**ACTIVITY:** In the passage on the Second Battle of Torreón, reproduce word for word the part that begins with the words "Commanders and leaders" and ends with the words "Huertist federal forces.".

**TEXT PROVIDED:**
┌────────

Commanders and leaders
- Pancho Villa Felipe Ángeles: José Refugio Velasco Benjamín Argumedo

Strength
- 18,000 men, with 34 pieces of artillery: 16,550 men, with 24 cannons

Casualties and losses
- 1,500: 8,000

= Second Battle of Torreón =

The Second Battle of Torreón, which lasted from March 21 to April 2, 1914, was one of the major battles of the Mexican Revolution, where revolutionaries led by Pancho Villa occupied a city protected by Huertist federal forces.

==Background==
The first phase of the revolution, which began in 1910, ended with the victory of the revolutionaries: President Porfirio Díaz, who resigned in 1911, was later replaced by the revolutionary Francisco Ignacio Madero. However, in early 1913, with the help of the betrayal of Victoriano Huerta, the followers of the old system murdered Madero, and Huerta became the new president. Against him, a nationwide coalition developed among former revolutionaries, the main commander of the antihuertist movement in Chihuahua was Pancho Villa, although it was Governor Venustiano Carranza of Coahuila who appointed himself commander-in-chief of the entire uprising.

└────────

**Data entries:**
┌────────

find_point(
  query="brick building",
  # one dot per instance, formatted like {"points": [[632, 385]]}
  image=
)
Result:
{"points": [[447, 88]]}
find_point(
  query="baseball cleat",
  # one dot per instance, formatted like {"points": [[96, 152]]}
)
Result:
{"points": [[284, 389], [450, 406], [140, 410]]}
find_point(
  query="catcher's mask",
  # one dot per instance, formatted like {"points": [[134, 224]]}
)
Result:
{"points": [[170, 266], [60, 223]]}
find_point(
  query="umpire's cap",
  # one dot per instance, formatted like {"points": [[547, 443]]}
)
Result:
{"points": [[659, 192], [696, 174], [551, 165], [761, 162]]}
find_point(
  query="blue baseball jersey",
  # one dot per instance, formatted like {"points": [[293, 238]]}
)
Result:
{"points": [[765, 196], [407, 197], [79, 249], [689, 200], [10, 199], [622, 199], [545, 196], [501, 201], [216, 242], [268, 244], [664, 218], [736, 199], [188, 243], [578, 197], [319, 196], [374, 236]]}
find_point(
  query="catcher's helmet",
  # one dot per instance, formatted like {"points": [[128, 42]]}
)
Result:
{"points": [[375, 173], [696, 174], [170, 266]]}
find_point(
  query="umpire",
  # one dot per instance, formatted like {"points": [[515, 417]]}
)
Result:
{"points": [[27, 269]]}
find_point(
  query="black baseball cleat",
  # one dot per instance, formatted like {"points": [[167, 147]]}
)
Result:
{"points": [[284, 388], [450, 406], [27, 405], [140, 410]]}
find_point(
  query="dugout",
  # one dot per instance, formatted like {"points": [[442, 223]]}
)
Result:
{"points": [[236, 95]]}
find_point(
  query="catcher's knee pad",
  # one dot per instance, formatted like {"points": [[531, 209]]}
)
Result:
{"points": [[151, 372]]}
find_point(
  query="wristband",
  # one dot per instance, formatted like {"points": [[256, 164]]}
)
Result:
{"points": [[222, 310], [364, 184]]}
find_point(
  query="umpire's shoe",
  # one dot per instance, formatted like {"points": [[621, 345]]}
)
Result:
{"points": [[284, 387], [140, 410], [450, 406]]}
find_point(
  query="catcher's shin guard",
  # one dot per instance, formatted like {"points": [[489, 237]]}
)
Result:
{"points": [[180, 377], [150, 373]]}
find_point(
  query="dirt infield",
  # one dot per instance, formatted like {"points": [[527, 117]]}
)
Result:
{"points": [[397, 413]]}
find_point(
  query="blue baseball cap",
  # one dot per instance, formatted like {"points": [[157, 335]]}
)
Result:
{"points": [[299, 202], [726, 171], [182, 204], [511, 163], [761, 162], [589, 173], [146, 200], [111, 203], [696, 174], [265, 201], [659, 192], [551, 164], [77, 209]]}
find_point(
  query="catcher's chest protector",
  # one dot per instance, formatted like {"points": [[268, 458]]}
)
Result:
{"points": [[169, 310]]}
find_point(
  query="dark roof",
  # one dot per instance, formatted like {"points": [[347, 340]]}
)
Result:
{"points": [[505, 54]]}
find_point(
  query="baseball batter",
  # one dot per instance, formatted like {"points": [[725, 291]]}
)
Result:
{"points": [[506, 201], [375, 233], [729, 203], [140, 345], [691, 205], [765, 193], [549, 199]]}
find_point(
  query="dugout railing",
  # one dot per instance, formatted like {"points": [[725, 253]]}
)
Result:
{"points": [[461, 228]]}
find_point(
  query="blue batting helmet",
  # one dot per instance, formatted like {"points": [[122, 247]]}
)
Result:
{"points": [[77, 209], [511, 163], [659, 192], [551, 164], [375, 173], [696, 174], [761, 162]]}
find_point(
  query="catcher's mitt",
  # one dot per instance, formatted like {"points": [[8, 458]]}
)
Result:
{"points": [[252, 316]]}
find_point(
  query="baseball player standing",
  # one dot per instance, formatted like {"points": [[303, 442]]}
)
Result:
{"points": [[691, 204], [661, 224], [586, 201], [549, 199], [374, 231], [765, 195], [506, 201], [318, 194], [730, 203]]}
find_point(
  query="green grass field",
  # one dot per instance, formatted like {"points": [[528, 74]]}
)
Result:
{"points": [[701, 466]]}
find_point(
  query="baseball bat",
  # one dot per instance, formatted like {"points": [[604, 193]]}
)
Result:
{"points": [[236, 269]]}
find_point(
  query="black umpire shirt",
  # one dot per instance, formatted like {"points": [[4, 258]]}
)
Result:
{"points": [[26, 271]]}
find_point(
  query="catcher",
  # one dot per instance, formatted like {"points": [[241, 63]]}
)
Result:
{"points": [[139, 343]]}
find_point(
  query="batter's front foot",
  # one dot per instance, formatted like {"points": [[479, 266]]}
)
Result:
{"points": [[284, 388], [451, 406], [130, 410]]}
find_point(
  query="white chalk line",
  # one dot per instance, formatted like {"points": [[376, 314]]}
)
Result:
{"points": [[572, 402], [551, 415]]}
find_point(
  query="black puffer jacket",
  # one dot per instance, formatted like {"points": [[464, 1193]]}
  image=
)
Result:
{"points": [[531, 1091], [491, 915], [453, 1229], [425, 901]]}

└────────

**SOLUTION:**
Commanders and leaders
- Pancho Villa Felipe Ángeles: José Refugio Velasco Benjamín Argumedo

Strength
- 18,000 men, with 34 pieces of artillery: 16,550 men, with 24 cannons

Casualties and losses
- 1,500: 8,000

= Second Battle of Torreón =

The Second Battle of Torreón, which lasted from March 21 to April 2, 1914, was one of the major battles of the Mexican Revolution, where revolutionaries led by Pancho Villa occupied a city protected by Huertist federal forces.